SOURCE INFORMATION:
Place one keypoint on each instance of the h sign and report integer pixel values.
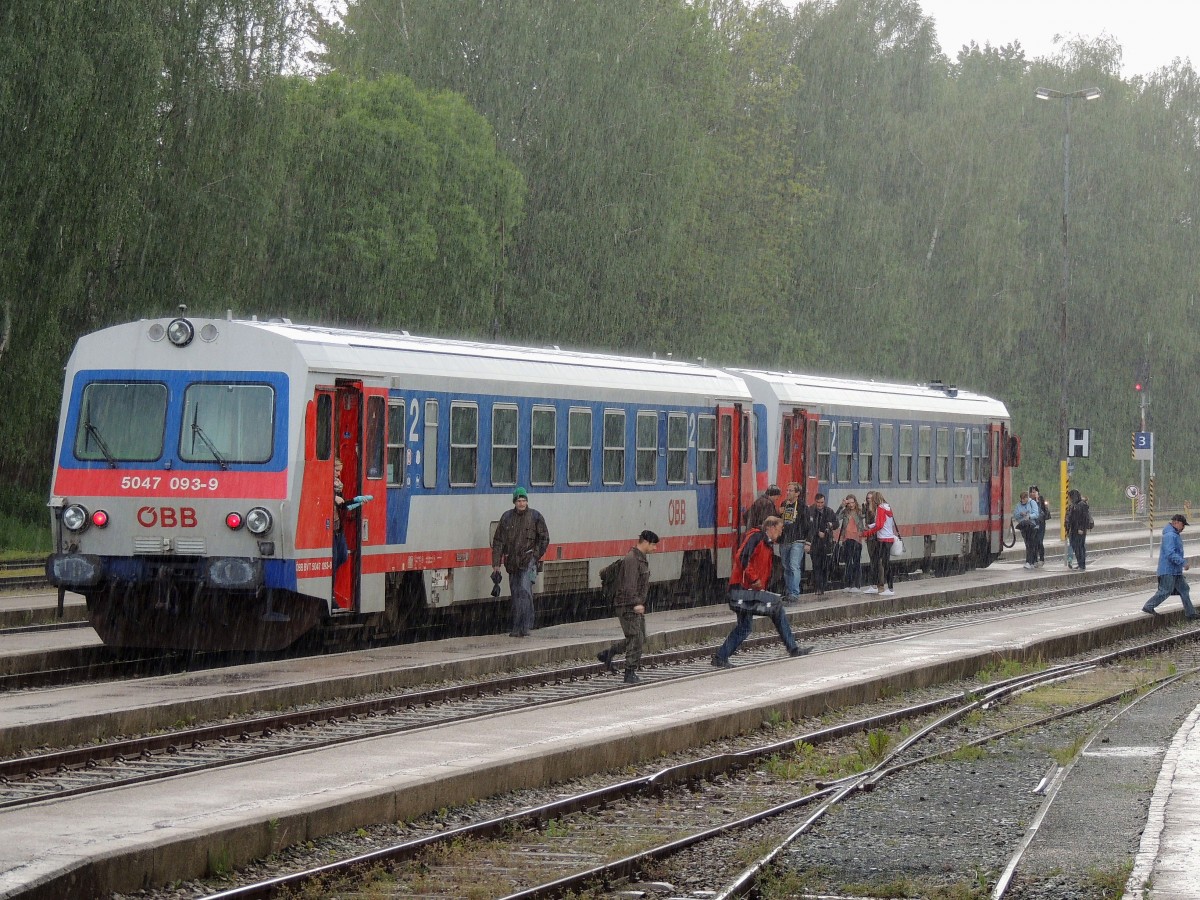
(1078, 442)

---

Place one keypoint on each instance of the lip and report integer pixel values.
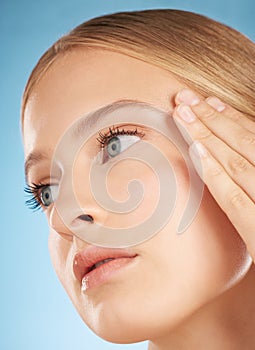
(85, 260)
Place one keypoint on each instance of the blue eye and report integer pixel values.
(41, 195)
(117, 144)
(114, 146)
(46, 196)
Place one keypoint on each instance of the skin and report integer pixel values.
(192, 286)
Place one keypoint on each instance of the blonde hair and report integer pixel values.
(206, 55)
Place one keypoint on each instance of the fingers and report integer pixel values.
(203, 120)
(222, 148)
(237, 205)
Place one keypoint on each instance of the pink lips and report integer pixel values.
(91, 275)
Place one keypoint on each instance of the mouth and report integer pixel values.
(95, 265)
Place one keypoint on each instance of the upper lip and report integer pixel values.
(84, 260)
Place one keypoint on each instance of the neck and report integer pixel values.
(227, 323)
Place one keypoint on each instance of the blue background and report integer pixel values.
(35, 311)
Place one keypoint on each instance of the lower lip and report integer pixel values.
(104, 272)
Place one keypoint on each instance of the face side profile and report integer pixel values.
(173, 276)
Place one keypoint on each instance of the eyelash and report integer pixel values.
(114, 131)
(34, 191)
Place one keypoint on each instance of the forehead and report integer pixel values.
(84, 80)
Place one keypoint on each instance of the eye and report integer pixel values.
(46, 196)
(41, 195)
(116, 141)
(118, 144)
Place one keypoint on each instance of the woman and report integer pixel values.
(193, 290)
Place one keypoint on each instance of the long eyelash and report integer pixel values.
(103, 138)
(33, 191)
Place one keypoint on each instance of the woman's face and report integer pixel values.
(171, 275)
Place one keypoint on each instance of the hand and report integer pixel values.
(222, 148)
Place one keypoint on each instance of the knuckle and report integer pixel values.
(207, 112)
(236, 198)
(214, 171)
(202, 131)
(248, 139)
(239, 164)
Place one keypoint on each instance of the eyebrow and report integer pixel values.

...

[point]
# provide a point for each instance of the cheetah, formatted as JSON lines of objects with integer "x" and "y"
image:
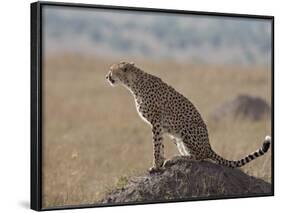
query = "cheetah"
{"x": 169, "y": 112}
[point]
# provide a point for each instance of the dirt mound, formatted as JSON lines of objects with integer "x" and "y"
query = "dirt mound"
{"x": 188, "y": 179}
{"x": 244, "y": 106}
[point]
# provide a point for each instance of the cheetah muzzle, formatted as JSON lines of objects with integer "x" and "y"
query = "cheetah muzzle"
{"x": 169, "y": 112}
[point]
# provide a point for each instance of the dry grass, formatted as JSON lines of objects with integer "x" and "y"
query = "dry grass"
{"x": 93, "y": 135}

AIM OF THE TASK:
Copy the lines of the data above exactly as written, beginning with the line containing "Place one keypoint on each instance of the blue background" and ending with the line containing "Place one keypoint on each instance of the eyebrow", and leave out all other lines.

EXERCISE ANSWER:
Place one keypoint on each instance of the blue background and report integer pixel values.
(35, 311)
Place one keypoint on each instance of the lower lip and report integer pixel values.
(104, 272)
Place one keypoint on each instance of the face side profile and report integer pixel values.
(173, 276)
Place one keypoint on each instance of the eyelash and report integer pixel values.
(114, 131)
(34, 191)
Place one keypoint on each instance of the forehead and report integer pixel values.
(84, 80)
Place one keypoint on each instance of the eye and report integer pixel values.
(46, 196)
(41, 195)
(116, 141)
(118, 144)
Place one keypoint on each instance of the woman and report integer pixel values.
(193, 290)
Place one keypoint on each instance of the long eyelash and report integer pixel values.
(103, 138)
(33, 191)
Place one keypoint on each instance of the woman's face and report integer pixel values.
(171, 275)
Place one keypoint on each instance of the hand and report integer pixel values.
(222, 148)
Place one keypoint on each instance of the knuckle and report integer pixel values.
(207, 112)
(236, 198)
(214, 171)
(202, 131)
(248, 139)
(239, 164)
Place one keypoint on each instance of the eyebrow and report integer pixel values.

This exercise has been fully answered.